====== TEXT SHOWN ======

Chapter 4, Debt System Mechanism in Greece reveals the mechanisms devised by the agreements that were implemented since May 2010. They created a substantial amount of new debt to bilateral creditors and the European Financial Stability Fund (EFSF), whilst generating abusive costs thus deepening the crisis further. The mechanisms disclose how the majority of borrowed funds were transferred directly to financial institutions. Rather than benefitting Greece, they have accelerated the privatization process, through the use of financial instruments.

Chapter 5, Conditionalities against sustainability, presents how the creditors imposed intrusive conditionalities attached to the loan agreements, which led directly to the economic unviability and unsustainability of debt. These conditionalities, on which the creditors still insist, have not only contributed to lower GDP as well as higher public borrowing, hence a higher public debt/GDP making Greece’s debt more unsustainable, but also engineered dramatic changes in the society, and caused a humanitarian crisis. The Greek public debt can be considered as totally unsustainable at present.

Chapter 6, Impact of the “bailout programmes” on human rights, concludes that the measures implemented under the “bailout programmes” have directly affected living conditions of the people and violated human rights, which Greece and its partners are obliged to respect, protect and promote under domestic, regional and international law. The drastic adjustments, imposed on the Greek economy and society as a whole, have brought about a rapid deterioration of living standards, and remain incompatible with social justice, social cohesion, democracy and human rights.

Chapter 7, Legal issues surrounding the MOU and Loan Agreements, argues there has been a breach of human rights obligations on the part of Greece itself and the lenders, that is the Euro Area (Lender) Member States, the European Commission, the European Central Bank, and theInternational Monetary Fund, who imposed these measures on Greece. All these actors failed to assess the human rights violations as an outcome of the policies they obliged Greece to pursue, and also directly violated the Greek constitution by effectively stripping Greece of most of its sovereign rights. The agreements contain abusive clauses, effectively coercing Greece to surrender significant aspects of its sovereignty. This is imprinted in the choice of the English law as governing law for those agreements, which facilitated the circumvention of the Greek Constitution and international human rights obligations. Conflicts with human rights and customary obligations, several indications of contracting parties acting in bad faith, which together with the unconscionable character of the agreements, render these agreements invalid.

Chapter 8, Assessment of the Debts as regards illegtimacy, odiousness, illegality, and unsustainability, provides an assessment of the Greek public debt according to the definitions regarding illegitimate, odious, illegal, and unsustainable debt adopted by the Committee.

Chapter 8 concludes that the Greek public debt as of June 2015 is unsustainable, since Greece is currently unable to service its debt without seriously impairing its capacity to fulfill its basic human rights obligations. Furthermore, for each creditor, the report provides evidence of indicative cases of illegal, illegitimate and odious debts.

Debt to the IMF should be considered illegal since its concession breached the IMF’s own statutes, and its conditions breached the Greek Constitution, international customary law, and treaties to which Greece is a party. It is also illegitimate, since conditions included policy prescriptions that infringed human rights obligations. Finally, it is odious since the IMF knew that the imposed measures were undemocratic, ineffective, and would lead to serious violations of socio-economic rights.

======

- EXERCISE TASK A -
In the rows, replace "pick planner" with "grasp planner" in the lines starting at the one containing "the rocky outcrop" and ending at the one containing "[(50, 316), (90, 318), (23, 357), (532, 328)]", and leave everything else unchanged.
The text and the rows are unrelated to each other.

====== DATA SUPPLIED ======

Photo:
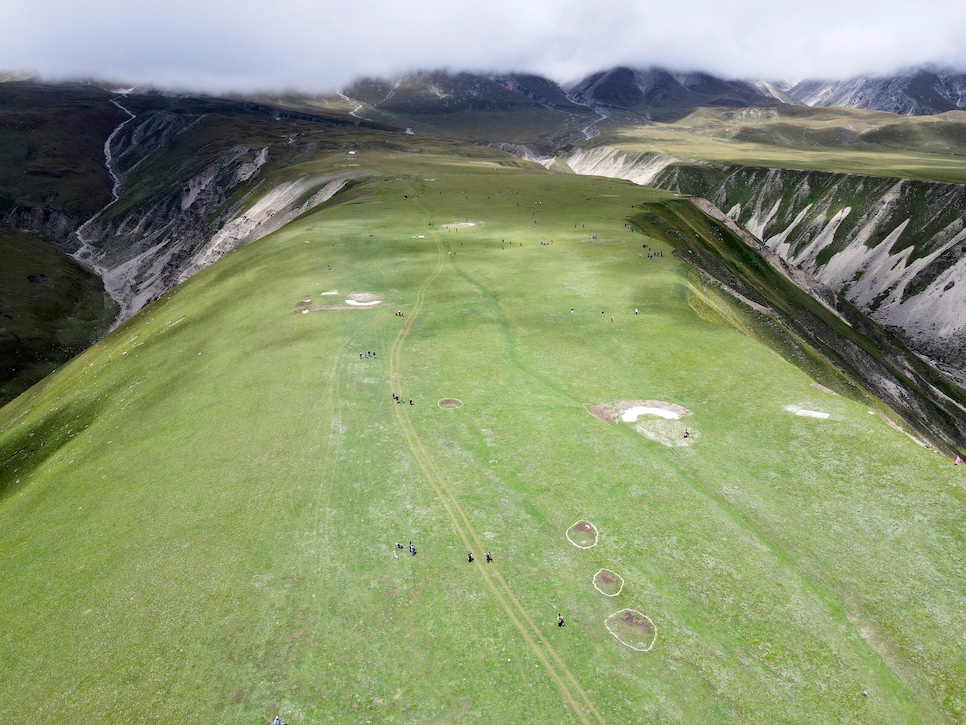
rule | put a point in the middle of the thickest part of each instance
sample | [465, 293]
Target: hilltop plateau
[677, 360]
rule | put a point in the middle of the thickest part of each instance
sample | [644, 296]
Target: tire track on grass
[582, 705]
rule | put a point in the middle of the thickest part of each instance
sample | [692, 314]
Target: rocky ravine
[147, 240]
[895, 248]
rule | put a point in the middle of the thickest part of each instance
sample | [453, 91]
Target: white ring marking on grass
[619, 589]
[579, 546]
[632, 414]
[356, 303]
[806, 413]
[641, 615]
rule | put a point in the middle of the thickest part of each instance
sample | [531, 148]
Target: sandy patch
[583, 535]
[806, 413]
[608, 583]
[305, 306]
[632, 414]
[611, 413]
[632, 629]
[656, 420]
[824, 389]
[354, 301]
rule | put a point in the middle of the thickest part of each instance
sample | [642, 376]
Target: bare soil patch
[582, 534]
[354, 301]
[824, 389]
[632, 629]
[305, 306]
[610, 413]
[608, 583]
[669, 430]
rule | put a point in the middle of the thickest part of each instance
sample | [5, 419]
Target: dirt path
[571, 690]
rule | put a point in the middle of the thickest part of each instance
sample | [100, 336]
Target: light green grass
[817, 139]
[207, 532]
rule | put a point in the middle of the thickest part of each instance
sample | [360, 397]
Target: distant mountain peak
[920, 91]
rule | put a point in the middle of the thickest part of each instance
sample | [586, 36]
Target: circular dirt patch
[608, 583]
[632, 629]
[583, 535]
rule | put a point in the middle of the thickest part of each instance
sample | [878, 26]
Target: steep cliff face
[895, 248]
[185, 198]
[917, 92]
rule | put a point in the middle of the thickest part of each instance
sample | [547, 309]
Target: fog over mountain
[247, 45]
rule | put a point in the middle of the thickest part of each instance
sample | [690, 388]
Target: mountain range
[661, 94]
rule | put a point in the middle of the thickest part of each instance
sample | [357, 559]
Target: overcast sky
[320, 45]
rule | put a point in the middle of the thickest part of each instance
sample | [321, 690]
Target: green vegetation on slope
[50, 310]
[198, 515]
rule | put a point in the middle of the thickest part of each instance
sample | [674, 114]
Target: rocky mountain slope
[916, 92]
[896, 248]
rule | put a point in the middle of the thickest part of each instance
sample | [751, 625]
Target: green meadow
[199, 514]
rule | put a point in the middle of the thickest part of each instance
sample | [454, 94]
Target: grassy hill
[198, 515]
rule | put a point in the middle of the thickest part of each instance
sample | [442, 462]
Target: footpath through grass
[198, 516]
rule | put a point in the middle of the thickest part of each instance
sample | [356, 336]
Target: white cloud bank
[320, 46]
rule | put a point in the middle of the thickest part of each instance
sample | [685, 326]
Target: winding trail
[571, 690]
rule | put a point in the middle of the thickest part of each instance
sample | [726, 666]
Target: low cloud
[293, 44]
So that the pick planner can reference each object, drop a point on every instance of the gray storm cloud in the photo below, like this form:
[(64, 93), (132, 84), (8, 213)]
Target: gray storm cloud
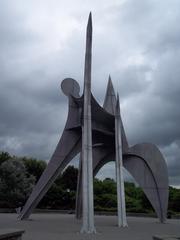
[(137, 42)]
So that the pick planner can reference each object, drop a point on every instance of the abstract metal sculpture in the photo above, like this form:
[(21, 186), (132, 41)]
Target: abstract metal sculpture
[(98, 133)]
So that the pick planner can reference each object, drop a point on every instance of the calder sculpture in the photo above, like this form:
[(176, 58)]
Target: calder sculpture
[(97, 133)]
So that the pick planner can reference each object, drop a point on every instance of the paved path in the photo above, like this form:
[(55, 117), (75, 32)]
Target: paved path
[(66, 227)]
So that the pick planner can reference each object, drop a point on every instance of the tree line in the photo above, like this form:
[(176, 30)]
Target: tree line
[(18, 175)]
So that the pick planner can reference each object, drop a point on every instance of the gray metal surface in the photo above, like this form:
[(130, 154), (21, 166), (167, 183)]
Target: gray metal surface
[(144, 161), (87, 169), (122, 221)]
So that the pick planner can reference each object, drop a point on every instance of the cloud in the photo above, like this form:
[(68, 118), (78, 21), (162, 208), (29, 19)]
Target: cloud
[(43, 42)]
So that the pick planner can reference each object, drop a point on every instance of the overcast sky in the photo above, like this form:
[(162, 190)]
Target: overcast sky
[(136, 41)]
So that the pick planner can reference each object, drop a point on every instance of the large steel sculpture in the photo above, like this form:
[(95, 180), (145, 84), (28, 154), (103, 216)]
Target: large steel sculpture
[(98, 133)]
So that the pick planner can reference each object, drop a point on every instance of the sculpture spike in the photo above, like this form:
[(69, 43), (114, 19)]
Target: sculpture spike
[(110, 106), (87, 166), (110, 98), (119, 169)]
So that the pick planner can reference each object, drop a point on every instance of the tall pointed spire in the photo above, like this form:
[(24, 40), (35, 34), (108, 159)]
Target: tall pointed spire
[(110, 106), (119, 169), (110, 98), (88, 56), (87, 166)]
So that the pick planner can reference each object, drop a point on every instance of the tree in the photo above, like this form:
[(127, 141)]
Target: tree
[(15, 184), (4, 156)]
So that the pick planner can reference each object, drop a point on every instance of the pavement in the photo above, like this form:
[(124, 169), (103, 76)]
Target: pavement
[(65, 227)]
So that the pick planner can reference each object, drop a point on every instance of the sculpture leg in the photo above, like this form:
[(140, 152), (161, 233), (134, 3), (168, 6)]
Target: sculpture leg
[(146, 164), (78, 210), (68, 146)]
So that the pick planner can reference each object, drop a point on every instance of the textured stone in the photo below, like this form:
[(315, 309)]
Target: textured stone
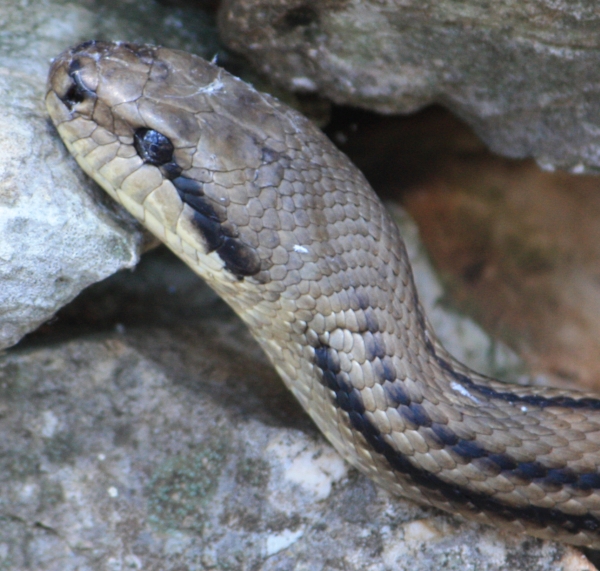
[(59, 232), (177, 447), (522, 74)]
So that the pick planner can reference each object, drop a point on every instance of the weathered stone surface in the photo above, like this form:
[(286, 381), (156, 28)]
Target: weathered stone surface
[(523, 74), (179, 448), (175, 446)]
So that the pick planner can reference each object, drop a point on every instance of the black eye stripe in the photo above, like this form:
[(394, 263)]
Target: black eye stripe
[(153, 147)]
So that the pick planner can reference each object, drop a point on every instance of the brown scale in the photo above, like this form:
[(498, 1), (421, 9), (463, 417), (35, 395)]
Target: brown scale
[(260, 204)]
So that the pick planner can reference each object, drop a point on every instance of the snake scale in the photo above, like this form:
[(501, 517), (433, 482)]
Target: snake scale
[(280, 223)]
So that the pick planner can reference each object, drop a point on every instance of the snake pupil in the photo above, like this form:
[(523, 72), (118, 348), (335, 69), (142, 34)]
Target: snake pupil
[(153, 147)]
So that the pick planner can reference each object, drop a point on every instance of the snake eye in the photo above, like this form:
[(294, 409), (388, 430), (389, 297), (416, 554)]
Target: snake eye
[(78, 91), (153, 147)]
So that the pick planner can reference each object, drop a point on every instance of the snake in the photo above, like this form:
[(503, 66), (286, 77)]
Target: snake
[(279, 222)]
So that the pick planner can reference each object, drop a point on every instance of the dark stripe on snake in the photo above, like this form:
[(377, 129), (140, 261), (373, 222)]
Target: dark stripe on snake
[(532, 400), (239, 259), (464, 451)]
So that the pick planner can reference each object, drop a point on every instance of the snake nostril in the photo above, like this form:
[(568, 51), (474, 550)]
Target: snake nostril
[(78, 92), (153, 147)]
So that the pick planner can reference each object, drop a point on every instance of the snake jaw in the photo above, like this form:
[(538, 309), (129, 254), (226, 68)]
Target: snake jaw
[(258, 202)]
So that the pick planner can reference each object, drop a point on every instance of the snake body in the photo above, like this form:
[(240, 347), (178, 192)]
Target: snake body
[(279, 222)]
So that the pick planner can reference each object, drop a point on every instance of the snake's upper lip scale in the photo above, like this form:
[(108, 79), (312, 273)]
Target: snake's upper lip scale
[(280, 223)]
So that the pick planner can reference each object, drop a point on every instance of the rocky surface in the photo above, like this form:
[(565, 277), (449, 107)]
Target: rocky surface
[(144, 429), (59, 233), (173, 447), (522, 74)]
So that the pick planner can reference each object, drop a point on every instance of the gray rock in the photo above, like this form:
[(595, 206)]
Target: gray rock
[(59, 233), (172, 447), (523, 75), (163, 449)]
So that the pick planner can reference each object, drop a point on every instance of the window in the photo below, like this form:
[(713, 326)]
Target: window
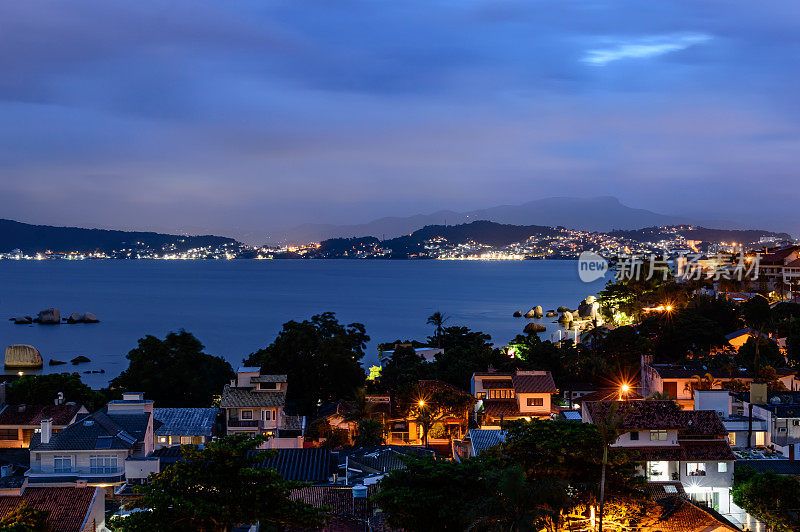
[(658, 435), (103, 464), (696, 469), (62, 464)]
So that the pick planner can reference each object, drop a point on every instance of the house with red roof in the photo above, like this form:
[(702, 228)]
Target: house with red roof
[(68, 509), (504, 396), (674, 445), (18, 423)]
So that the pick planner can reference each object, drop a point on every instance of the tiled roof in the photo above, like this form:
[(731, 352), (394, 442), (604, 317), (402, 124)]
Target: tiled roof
[(501, 407), (681, 515), (670, 371), (779, 467), (269, 378), (482, 439), (651, 415), (504, 383), (67, 507), (304, 465), (185, 421), (32, 415), (97, 431), (534, 383), (233, 397)]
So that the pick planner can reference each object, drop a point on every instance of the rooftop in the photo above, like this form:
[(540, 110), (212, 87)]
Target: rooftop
[(184, 421), (32, 415)]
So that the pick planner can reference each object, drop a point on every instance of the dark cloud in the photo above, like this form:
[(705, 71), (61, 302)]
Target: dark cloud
[(245, 116)]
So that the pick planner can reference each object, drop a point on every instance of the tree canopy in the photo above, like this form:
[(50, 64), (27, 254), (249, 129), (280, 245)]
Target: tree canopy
[(321, 358), (44, 389), (215, 488), (174, 372)]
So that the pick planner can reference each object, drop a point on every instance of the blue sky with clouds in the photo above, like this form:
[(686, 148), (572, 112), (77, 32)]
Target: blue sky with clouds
[(247, 116)]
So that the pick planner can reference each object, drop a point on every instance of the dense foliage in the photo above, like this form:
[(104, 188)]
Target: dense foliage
[(174, 372), (321, 358), (215, 488)]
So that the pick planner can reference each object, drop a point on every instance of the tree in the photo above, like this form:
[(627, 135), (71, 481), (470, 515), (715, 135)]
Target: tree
[(215, 488), (321, 358), (437, 319), (756, 312), (23, 518), (44, 389), (370, 433), (773, 499), (174, 372)]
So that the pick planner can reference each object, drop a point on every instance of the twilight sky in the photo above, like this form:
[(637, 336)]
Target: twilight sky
[(234, 117)]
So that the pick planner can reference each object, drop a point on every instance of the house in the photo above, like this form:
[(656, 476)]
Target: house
[(510, 396), (477, 441), (679, 381), (69, 509), (737, 420), (94, 451), (183, 426), (18, 423), (445, 408), (254, 404), (674, 445)]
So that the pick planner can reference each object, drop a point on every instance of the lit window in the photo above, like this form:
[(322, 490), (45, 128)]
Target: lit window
[(658, 435), (696, 469)]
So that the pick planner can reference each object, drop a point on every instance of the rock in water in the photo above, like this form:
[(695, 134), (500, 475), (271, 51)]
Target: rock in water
[(23, 357), (49, 316), (90, 318), (532, 328)]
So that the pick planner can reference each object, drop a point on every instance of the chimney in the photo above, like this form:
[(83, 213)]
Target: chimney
[(47, 429), (758, 393)]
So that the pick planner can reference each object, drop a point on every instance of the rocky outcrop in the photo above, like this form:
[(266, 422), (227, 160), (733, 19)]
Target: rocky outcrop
[(50, 316), (90, 318), (23, 357), (532, 328)]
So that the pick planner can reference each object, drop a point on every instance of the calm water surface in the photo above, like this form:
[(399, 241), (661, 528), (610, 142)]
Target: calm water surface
[(237, 307)]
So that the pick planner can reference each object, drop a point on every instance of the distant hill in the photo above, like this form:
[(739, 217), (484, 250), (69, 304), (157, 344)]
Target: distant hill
[(746, 236), (39, 238), (592, 214), (484, 232)]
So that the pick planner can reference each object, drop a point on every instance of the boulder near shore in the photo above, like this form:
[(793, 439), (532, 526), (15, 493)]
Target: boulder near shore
[(23, 357), (50, 316)]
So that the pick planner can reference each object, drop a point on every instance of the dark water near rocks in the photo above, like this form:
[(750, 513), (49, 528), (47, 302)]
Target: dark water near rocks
[(236, 307)]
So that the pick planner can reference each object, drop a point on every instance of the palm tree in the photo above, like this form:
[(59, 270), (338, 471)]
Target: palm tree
[(610, 427), (706, 382), (438, 319)]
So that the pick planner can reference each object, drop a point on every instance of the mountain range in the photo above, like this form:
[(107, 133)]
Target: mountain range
[(594, 214)]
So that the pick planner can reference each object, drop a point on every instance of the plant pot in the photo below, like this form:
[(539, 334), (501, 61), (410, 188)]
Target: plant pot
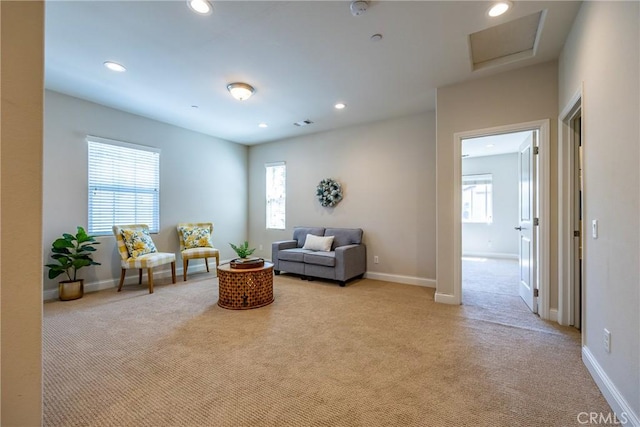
[(71, 289)]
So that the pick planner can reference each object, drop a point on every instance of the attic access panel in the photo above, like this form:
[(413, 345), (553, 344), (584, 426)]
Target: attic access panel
[(511, 41)]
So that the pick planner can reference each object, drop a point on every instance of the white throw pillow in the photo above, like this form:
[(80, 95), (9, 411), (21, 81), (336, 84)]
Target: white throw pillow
[(318, 243)]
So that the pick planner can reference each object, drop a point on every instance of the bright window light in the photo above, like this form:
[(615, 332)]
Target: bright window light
[(276, 195)]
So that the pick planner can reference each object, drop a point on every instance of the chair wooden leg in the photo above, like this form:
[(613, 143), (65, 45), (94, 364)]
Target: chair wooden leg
[(121, 280), (150, 278)]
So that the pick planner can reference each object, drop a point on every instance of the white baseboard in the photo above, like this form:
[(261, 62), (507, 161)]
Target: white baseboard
[(491, 255), (396, 278), (618, 403), (446, 299)]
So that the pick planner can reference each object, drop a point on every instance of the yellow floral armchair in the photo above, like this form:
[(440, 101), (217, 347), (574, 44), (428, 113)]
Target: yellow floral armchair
[(137, 250), (195, 243)]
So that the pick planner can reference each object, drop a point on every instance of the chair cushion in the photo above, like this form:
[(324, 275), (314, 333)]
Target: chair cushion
[(138, 242), (295, 254), (318, 243), (199, 253), (149, 260), (196, 237), (321, 258)]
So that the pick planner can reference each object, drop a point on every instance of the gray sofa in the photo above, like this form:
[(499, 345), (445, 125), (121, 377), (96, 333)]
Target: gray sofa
[(346, 259)]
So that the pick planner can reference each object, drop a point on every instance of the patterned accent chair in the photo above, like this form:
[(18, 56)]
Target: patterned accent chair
[(138, 251), (195, 243)]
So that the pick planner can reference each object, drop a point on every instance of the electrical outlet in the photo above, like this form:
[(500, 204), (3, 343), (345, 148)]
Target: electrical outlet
[(607, 341)]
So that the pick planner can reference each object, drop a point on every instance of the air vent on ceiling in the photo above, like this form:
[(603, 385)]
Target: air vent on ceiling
[(507, 42)]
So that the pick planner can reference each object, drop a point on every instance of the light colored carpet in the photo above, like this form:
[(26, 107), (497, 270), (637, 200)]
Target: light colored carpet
[(370, 354)]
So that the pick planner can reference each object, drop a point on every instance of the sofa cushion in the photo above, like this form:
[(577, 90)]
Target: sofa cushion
[(300, 233), (318, 243), (295, 254), (320, 258), (344, 236)]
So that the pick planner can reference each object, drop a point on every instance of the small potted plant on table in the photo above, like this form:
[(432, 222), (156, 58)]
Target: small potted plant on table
[(71, 254), (244, 261)]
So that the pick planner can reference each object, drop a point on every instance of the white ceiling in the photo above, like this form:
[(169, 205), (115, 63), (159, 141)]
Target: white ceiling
[(301, 56), (493, 145)]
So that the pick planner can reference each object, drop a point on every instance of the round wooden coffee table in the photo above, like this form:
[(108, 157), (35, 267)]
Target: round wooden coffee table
[(245, 288)]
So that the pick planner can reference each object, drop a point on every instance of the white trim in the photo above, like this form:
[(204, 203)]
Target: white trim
[(496, 255), (123, 144), (446, 299), (612, 395), (397, 278), (565, 210), (543, 207)]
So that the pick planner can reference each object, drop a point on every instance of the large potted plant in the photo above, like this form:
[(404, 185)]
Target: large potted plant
[(71, 253)]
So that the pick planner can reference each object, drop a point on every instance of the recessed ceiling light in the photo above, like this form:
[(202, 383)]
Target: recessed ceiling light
[(114, 66), (203, 7), (499, 8), (240, 91)]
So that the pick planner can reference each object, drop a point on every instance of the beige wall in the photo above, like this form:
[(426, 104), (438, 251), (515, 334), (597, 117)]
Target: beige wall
[(497, 238), (201, 179), (602, 55), (387, 170), (519, 96), (22, 74)]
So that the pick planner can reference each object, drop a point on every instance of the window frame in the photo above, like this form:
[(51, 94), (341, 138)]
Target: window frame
[(270, 198), (143, 185), (485, 217)]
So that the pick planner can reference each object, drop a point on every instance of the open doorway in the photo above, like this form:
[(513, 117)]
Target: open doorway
[(498, 205)]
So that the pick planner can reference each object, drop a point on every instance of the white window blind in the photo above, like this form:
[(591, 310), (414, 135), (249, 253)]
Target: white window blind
[(477, 198), (124, 185), (276, 194)]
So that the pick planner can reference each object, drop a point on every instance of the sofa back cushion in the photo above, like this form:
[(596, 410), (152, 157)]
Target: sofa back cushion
[(344, 236), (300, 233)]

======

- EXERCISE TASK B -
Answer these from the text on Greek debt:
(i) Since when have the agreements described in Chapter 4 been implemented?
(ii) Which law was chosen as the governing law for the agreements, according to Chapter 7?
(iii) As of what date does Chapter 8 find the Greek public debt unsustainable?

- FINAL ANSWER A -
So that the grasp planner can reference each object, drop a point on every instance of the rocky outcrop in the photo above, like this form:
[(266, 422), (227, 160), (733, 19)]
Target: rocky outcrop
[(50, 316), (90, 318), (23, 357), (532, 328)]

- FINAL ANSWER B -
(i) Since May 2010.
(ii) English law.
(iii) June 2015.